■ **Data items**:
---+---
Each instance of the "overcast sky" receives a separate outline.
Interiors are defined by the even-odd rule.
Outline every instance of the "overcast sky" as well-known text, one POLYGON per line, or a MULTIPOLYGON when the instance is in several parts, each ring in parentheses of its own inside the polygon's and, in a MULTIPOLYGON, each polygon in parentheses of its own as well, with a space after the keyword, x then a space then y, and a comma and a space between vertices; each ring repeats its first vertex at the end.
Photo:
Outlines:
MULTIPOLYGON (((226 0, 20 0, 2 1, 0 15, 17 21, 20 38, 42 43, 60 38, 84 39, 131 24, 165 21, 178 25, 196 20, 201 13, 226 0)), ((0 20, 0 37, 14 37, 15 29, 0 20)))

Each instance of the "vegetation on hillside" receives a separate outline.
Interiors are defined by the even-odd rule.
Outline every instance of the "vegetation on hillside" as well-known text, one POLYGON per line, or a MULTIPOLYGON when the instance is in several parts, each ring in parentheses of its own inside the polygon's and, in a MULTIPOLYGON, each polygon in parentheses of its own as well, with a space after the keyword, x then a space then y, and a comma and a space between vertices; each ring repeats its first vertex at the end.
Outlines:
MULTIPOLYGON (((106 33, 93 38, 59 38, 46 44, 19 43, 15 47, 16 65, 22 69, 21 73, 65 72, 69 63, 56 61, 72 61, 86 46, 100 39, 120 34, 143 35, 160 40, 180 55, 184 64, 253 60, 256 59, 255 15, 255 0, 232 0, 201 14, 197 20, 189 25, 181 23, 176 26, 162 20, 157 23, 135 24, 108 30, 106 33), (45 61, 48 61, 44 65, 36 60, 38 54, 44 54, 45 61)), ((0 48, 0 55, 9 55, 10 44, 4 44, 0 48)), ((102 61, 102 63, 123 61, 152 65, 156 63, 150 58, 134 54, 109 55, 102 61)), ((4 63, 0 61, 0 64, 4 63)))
---+---
■ **What the task requires**: Reproduce the rows verbatim, from the very first line through the line containing "MULTIPOLYGON (((226 0, 20", inclusive.

■ **Output**:
Each instance of the "overcast sky" receives a separate outline.
Interiors are defined by the even-odd rule.
Outline every instance of the "overcast sky" as well-known text, one POLYGON per line, or a MULTIPOLYGON when the instance is in several parts, each ring in parentheses of its own inside the polygon's and, in a MULTIPOLYGON, each polygon in parentheses of its own as well, with a space after the keyword, x then a space then y, and a comma and a space between vertices; each ring repeats its first vertex at the end.
Photo:
Outlines:
MULTIPOLYGON (((226 0, 20 0, 2 1, 0 15, 17 21, 20 38, 42 43, 60 38, 84 39, 131 24, 165 21, 178 25, 196 20, 201 13, 226 0)), ((0 20, 0 37, 14 37, 15 29, 0 20)))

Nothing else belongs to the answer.